[WORK INSTRUCTIONS]:
A verbatim copy of the records is required, with all pictures left out.

>>>

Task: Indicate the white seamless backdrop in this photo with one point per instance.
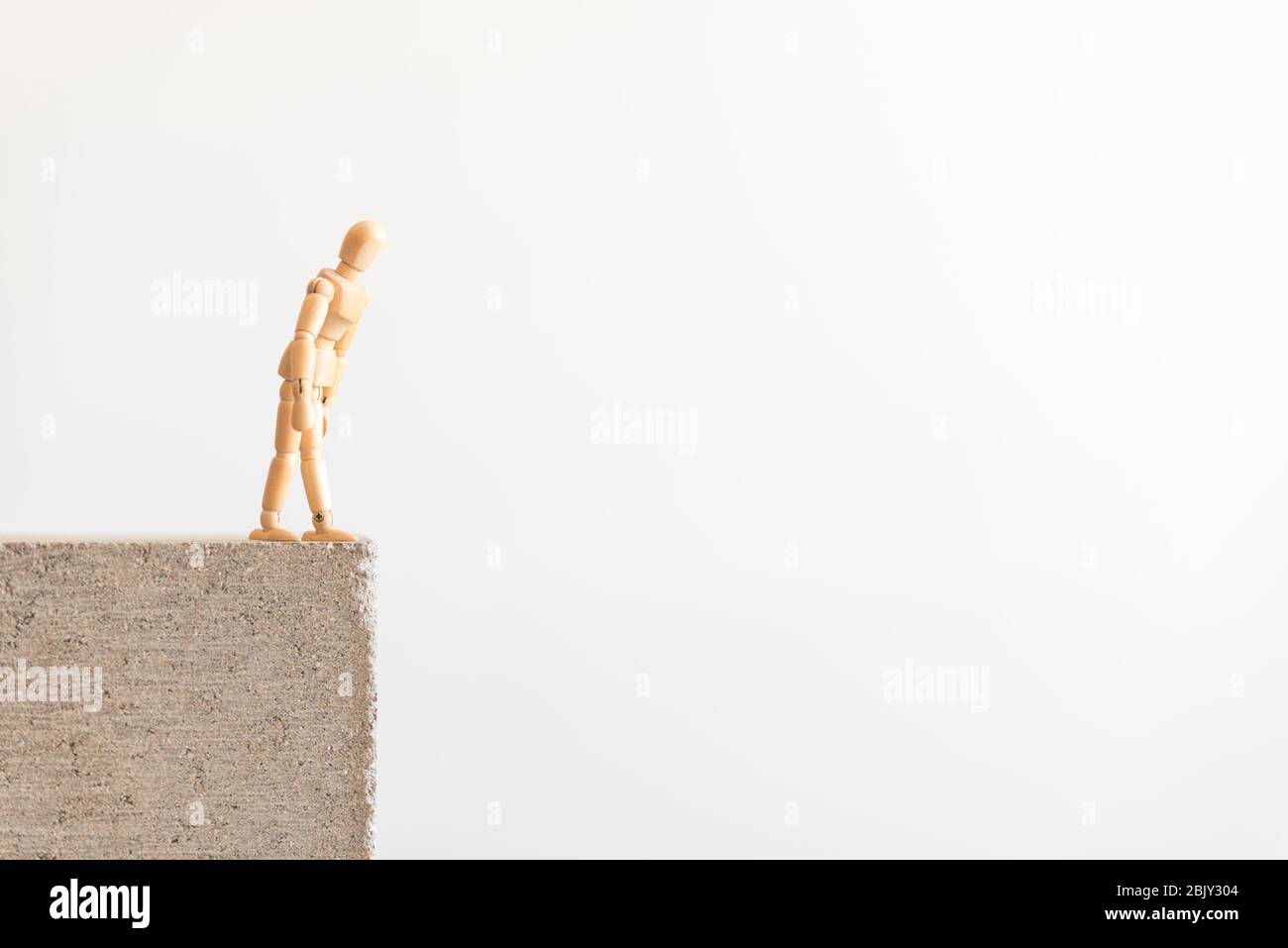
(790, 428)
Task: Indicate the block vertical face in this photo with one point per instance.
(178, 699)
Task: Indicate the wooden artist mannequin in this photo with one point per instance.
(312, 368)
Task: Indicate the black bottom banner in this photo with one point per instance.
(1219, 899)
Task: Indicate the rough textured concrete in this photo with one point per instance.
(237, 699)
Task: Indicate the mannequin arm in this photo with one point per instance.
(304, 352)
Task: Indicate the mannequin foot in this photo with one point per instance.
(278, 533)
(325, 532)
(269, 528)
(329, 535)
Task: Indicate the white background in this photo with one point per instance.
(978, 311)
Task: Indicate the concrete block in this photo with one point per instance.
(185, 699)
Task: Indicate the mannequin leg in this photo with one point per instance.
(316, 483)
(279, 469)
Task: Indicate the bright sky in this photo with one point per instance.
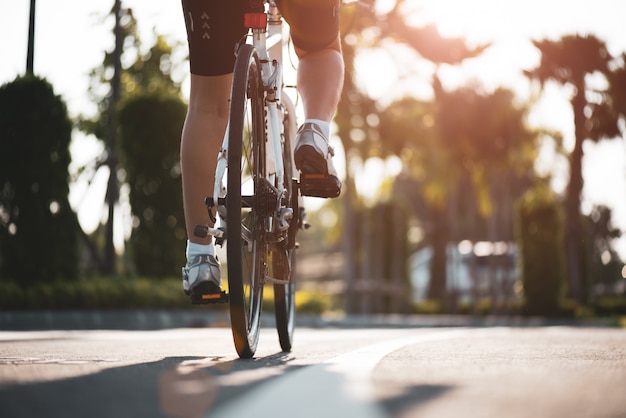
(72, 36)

<<<

[FINAL ANSWER]:
Task: Indicate the white seamless backdrop in this photo with one point per instance.
(790, 428)
Task: Indicate the block vertical face in this photo with one point per instance.
(178, 699)
Task: Indicate the wooden artist mannequin in this photo with one point per instance.
(312, 368)
Task: Indicate the black bottom banner in this photo with one point per instance.
(1219, 899)
Task: Indicate the rough textured concrete in this photo with one point per instance.
(237, 699)
Task: Indicate the mannequin arm in this photo with one point per instance.
(304, 352)
Task: Indicate the mannequin foot in this photo with one point per instance.
(278, 533)
(325, 532)
(269, 528)
(329, 535)
Task: Indicate the white background in this photo with one point per instance.
(978, 311)
Task: Indicate the concrete block in this photo with one point per instance.
(185, 699)
Task: Indicate the mannequin leg in this photo with one point per instance.
(316, 483)
(279, 469)
Task: Indicate the bright sky in this photo with one point per instance.
(72, 36)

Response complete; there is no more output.